WHAT IS EXPECTED
Below are entries; work out how many of their lines hold "beard", giving only that number.

Stored data entries
◆ ◆ ◆ ◆
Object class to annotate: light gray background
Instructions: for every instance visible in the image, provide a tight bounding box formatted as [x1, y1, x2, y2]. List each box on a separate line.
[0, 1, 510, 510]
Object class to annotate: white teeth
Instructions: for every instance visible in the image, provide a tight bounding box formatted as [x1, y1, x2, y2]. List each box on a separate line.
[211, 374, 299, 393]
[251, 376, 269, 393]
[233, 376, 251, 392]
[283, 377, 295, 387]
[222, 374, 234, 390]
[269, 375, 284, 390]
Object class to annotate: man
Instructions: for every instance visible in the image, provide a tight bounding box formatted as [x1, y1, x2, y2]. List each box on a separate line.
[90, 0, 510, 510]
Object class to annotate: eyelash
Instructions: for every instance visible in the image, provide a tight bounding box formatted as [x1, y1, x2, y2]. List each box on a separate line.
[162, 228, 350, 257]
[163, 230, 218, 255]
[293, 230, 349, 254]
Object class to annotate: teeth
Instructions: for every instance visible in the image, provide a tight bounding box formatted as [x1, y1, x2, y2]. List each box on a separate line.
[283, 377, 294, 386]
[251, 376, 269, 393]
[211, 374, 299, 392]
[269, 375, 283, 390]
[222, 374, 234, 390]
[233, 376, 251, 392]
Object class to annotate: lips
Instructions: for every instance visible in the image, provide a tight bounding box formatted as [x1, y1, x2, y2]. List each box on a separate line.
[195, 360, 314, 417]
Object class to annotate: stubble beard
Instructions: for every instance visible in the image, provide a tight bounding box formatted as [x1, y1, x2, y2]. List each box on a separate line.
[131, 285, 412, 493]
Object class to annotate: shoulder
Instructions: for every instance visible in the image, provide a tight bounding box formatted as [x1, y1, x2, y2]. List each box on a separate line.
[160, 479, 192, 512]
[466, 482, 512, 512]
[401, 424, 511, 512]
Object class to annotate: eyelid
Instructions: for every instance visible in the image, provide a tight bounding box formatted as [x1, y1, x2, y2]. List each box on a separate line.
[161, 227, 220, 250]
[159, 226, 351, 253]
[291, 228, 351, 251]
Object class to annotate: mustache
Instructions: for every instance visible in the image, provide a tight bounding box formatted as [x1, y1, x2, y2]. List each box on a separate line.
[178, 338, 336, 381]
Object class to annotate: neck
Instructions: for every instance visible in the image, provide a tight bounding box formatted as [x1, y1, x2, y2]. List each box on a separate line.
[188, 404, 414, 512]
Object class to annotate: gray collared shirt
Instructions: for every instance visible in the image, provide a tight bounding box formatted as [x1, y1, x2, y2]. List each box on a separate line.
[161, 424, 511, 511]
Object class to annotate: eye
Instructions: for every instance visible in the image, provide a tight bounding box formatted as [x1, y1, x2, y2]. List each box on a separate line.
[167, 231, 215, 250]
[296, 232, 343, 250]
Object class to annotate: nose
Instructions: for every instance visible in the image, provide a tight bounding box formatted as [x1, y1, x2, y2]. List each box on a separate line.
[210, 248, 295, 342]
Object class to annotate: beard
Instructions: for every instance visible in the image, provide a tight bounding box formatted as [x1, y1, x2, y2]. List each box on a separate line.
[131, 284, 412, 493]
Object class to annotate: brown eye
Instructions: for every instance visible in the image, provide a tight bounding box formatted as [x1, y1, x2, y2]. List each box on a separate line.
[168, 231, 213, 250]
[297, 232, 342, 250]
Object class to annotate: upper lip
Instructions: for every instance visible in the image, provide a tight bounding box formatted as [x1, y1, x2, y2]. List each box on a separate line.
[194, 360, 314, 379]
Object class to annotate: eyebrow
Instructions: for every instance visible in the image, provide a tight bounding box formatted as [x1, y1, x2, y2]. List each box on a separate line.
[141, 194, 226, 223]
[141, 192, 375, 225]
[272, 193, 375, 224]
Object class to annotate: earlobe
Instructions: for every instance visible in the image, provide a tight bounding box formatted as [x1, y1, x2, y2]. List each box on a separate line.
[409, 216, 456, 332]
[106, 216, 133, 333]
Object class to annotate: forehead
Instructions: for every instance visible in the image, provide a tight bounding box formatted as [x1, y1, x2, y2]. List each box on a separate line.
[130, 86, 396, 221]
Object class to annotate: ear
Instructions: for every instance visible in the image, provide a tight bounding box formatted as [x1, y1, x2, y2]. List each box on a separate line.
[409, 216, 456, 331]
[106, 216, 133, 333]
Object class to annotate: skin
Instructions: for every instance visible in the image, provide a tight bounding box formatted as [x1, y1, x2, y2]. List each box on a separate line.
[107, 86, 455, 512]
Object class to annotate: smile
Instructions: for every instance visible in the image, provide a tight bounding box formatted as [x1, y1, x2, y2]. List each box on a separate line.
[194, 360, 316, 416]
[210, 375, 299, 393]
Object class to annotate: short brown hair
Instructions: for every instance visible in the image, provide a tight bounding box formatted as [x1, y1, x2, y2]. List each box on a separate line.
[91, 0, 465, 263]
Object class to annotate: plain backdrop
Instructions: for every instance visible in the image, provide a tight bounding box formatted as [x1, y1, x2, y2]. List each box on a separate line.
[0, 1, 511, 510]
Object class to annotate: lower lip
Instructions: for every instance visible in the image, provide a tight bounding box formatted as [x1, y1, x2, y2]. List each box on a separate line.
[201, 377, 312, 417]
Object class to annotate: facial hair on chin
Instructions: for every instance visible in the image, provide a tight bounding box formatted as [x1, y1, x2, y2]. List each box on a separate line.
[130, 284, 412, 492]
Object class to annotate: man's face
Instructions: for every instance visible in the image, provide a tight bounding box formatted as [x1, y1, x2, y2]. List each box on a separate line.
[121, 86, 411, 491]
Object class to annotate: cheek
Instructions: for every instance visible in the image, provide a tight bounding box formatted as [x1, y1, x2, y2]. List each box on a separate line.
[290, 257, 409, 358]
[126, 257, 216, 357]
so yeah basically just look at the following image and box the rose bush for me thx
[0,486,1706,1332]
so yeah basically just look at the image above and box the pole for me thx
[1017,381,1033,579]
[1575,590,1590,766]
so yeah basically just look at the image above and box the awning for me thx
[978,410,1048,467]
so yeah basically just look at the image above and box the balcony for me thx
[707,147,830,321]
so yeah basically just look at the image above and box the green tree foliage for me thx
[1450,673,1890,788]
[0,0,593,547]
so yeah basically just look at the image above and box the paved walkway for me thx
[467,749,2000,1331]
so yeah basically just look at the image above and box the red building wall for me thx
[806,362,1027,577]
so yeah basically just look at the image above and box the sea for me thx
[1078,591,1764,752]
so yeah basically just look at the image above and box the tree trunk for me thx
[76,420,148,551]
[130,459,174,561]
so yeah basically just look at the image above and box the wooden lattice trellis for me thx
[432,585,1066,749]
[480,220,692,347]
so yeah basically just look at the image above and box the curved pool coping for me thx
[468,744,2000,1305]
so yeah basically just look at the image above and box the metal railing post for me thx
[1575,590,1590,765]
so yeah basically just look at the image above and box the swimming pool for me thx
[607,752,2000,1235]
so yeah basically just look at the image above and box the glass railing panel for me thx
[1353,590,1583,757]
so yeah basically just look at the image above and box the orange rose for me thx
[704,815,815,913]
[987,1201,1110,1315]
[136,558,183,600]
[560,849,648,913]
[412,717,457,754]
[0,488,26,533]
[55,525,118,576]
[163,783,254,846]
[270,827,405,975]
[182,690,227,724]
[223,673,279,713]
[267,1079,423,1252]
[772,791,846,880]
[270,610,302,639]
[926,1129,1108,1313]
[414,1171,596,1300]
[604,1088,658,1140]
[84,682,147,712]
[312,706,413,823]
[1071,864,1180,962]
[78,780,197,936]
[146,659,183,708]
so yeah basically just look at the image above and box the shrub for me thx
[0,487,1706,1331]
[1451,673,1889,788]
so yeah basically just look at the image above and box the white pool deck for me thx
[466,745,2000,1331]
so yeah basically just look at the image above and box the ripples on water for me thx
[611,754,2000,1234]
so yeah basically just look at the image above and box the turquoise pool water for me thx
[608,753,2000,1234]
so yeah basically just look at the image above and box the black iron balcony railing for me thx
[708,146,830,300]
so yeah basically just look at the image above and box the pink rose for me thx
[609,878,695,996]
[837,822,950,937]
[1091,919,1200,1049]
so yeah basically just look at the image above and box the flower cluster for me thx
◆ ◆ ◆ ◆
RESULT BELOW
2